| Short task |
Please continue the passage on ZDD versus BDD size for exact cover functions, picking up after its final sentence, not from the items.

| Selected extract |

○ ○ ○

Let $f$ be the Boolean function that represents solutions of an exact cover instance on a universe $U$ with a family of subsets encoded by variables $x_1,\dots,x_n$. A solution is a choice of subsets that covers every element of $U$ exactly once. The function value is $f(x)=1$ if and only if the chosen subsets form an exact cover.

The question asks whether, in all such cases, the size of the ZDD representing $f$, denoted $Z(f)$, is always bounded by the size of the BDD representing the same function, denoted $B(f)$.

Consider the degenerate exact cover instance in which the universe $U$ is empty. The exact cover condition imposes no constraints, since there are no elements that must be covered. Every choice of subsets satisfies the condition vacuously, hence every assignment $x \in {0,1}^n$ is a solution. Therefore the Boolean function is constant,

$$ f(x_1,\dots,x_n)=1. $$

The reduced ordered BDD for a constant function $f \equiv 1$ consists only of a single terminal node $\top$, with no branch nodes. Hence

$$ B(f)=1 $$

if sinks are counted as nodes, or $B(f)=2$ if both $\bot$ and $\top$ are included as distinct terminal nodes. In either standard convention, $B(f)$ is $O(1)$ and independent of $n$.

○ ○ ○

| Extracted records |
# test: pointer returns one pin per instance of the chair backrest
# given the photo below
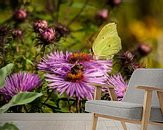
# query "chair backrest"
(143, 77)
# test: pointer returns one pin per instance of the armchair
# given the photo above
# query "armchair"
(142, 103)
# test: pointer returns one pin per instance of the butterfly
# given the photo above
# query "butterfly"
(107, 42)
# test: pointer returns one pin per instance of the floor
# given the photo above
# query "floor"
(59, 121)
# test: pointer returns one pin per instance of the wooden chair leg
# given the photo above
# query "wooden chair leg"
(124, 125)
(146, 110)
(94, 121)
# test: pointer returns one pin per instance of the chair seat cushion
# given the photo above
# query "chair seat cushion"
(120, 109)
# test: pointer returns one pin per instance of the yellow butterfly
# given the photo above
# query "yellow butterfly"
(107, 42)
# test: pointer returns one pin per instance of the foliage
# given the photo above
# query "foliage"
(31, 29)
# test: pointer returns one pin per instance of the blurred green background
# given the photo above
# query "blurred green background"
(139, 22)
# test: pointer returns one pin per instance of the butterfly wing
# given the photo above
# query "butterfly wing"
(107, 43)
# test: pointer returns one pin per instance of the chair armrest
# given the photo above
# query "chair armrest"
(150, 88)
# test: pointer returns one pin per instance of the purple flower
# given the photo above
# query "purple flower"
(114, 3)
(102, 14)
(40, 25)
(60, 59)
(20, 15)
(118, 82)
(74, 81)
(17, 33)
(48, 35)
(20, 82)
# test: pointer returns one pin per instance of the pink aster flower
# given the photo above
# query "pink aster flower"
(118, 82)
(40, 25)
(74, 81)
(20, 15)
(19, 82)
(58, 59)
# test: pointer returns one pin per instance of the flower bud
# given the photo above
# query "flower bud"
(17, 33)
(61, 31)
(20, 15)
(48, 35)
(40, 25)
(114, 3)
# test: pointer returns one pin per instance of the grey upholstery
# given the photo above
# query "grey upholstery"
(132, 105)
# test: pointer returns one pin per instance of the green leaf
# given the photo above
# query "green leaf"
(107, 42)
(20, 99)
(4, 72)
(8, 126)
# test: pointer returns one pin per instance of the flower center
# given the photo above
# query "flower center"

○ ○ ○

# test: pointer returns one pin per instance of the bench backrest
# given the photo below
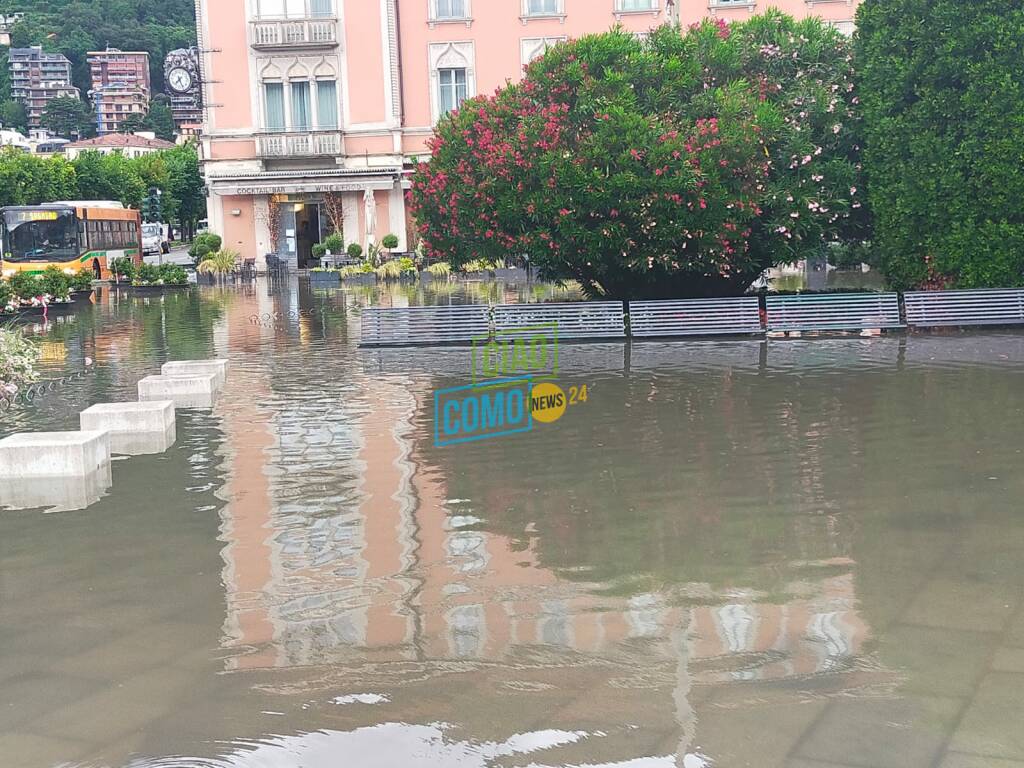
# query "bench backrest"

○ ○ ○

| Answer to this exercise |
The ZDD representation of the family of all subsets of an $n$-element set encodes the full power set. In a ZDD, the reduction rule removes nodes whose 1-arc leads to $\bot$, but retains structure for 0-arcs. The canonical ZDD for the full power set forms a chain in which each variable appears exactly once along any root-to-terminal path, and no node can be merged because each level corresponds to a distinct variable index. This yields exactly $n$ nonterminal nodes plus a terminal node, so

$$ Z(f)=n+1. $$

For all $n \ge 2$, this gives

$$ Z(f)=n+1 > 2 \ge B(f), $$

under either standard counting convention for $B(f)$.

This instance is an exact cover problem in the sense that it is a valid (though trivial) cover system with no constraints, yet it violates the inequality $Z(f)\le B(f)$.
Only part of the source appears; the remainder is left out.